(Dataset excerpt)
— Start —
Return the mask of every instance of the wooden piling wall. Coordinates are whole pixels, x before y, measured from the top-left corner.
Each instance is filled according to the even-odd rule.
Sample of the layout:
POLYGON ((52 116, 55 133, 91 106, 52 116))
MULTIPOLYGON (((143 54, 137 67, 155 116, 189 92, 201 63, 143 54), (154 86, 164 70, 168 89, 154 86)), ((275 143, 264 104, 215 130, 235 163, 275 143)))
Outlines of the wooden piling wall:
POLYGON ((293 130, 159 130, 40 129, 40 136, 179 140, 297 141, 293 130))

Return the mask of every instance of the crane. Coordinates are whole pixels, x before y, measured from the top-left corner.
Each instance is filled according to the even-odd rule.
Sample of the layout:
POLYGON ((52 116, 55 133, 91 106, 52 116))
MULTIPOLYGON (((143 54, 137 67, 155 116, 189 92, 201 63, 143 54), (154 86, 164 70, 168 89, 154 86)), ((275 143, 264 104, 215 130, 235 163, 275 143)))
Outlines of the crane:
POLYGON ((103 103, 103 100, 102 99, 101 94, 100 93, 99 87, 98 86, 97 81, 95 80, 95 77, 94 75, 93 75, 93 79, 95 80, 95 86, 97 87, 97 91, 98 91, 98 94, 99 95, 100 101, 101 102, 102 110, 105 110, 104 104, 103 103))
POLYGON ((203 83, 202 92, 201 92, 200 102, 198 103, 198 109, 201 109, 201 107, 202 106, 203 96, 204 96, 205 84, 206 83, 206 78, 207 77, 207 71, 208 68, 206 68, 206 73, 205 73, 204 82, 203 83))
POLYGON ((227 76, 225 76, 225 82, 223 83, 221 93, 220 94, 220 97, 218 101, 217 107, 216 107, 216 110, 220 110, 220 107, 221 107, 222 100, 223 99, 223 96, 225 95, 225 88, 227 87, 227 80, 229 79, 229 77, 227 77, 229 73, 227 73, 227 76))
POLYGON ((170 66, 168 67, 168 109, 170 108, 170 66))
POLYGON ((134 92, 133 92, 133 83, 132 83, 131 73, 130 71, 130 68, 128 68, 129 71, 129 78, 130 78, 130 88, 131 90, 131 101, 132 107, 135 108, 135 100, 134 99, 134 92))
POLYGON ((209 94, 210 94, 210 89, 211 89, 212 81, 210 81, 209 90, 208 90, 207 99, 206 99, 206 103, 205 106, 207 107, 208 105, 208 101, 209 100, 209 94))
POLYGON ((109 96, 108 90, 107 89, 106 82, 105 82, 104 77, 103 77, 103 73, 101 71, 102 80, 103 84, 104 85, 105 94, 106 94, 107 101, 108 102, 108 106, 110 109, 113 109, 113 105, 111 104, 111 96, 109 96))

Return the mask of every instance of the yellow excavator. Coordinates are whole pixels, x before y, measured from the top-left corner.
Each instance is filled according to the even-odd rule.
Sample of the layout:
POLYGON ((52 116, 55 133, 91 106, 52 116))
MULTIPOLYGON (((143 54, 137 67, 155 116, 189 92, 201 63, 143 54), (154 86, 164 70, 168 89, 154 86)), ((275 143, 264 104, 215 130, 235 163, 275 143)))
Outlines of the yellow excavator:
— End —
Please return every line of the dataset excerpt above without a single change.

**COMPLETE RESPONSE:**
Return the mask of every instance of the wooden piling wall. Coordinates are whole pixels, x before y, measured from the top-left corner.
Each instance is filled according to the even-odd rule.
Sample of the layout:
POLYGON ((52 116, 55 133, 91 106, 52 116))
MULTIPOLYGON (((143 54, 137 67, 155 116, 189 92, 201 63, 143 54), (154 86, 164 70, 168 89, 154 86)), ((275 143, 264 104, 215 130, 235 163, 275 143)))
Outlines of the wooden piling wall:
POLYGON ((293 130, 159 130, 40 129, 40 136, 179 140, 297 141, 293 130))

Return the mask of every instance of the crane. Coordinates are whole pixels, x before y, measured from the top-left corner.
Each instance is filled according to the even-odd rule.
Sample of the layout:
POLYGON ((52 116, 55 133, 91 106, 52 116))
MULTIPOLYGON (((143 54, 137 67, 155 116, 189 92, 201 63, 143 54), (154 86, 164 70, 168 89, 154 86)), ((275 143, 264 104, 215 130, 235 163, 275 143)))
Outlines of the crane:
POLYGON ((103 103, 103 100, 102 99, 101 94, 100 93, 99 87, 98 86, 97 81, 95 80, 95 77, 94 75, 93 75, 93 79, 95 80, 95 86, 97 87, 97 91, 98 91, 98 94, 99 95, 100 101, 101 102, 102 110, 105 110, 104 104, 103 103))
POLYGON ((203 83, 202 92, 201 92, 200 102, 198 103, 198 109, 201 109, 201 107, 202 106, 203 96, 204 96, 205 84, 206 83, 206 78, 207 77, 207 71, 208 68, 206 68, 206 73, 205 73, 204 82, 203 83))
POLYGON ((227 76, 225 76, 225 82, 223 83, 221 93, 220 94, 220 97, 218 101, 217 107, 216 107, 216 110, 220 110, 220 107, 221 107, 222 100, 223 99, 223 96, 225 95, 225 88, 227 87, 227 80, 229 79, 229 77, 227 77, 229 73, 227 73, 227 76))
POLYGON ((170 66, 168 67, 168 109, 170 108, 170 66))
POLYGON ((134 92, 133 92, 133 83, 132 83, 131 73, 130 71, 130 68, 128 68, 129 71, 129 78, 130 78, 130 88, 131 90, 131 101, 132 107, 135 108, 135 100, 134 99, 134 92))
POLYGON ((209 94, 210 94, 210 89, 211 89, 212 81, 210 81, 209 90, 208 90, 207 99, 206 99, 206 103, 205 106, 207 107, 208 105, 208 101, 209 100, 209 94))
POLYGON ((109 96, 108 90, 107 89, 106 82, 105 82, 104 77, 103 77, 103 73, 101 71, 102 80, 103 84, 104 85, 105 94, 106 94, 107 101, 108 102, 108 106, 110 109, 113 109, 113 105, 111 104, 111 96, 109 96))

Return the mask of every instance of the yellow excavator. Coordinates are whole pixels, x before y, measured from the top-left corner.
Each instance is filled according to the even-odd rule.
Sample of the layout:
POLYGON ((52 116, 55 133, 91 106, 52 116))
MULTIPOLYGON (((143 54, 137 67, 155 116, 189 92, 201 63, 143 54), (154 86, 164 70, 168 89, 154 86)), ((275 143, 264 104, 215 130, 235 163, 275 143)))
Outlines of the yellow excavator:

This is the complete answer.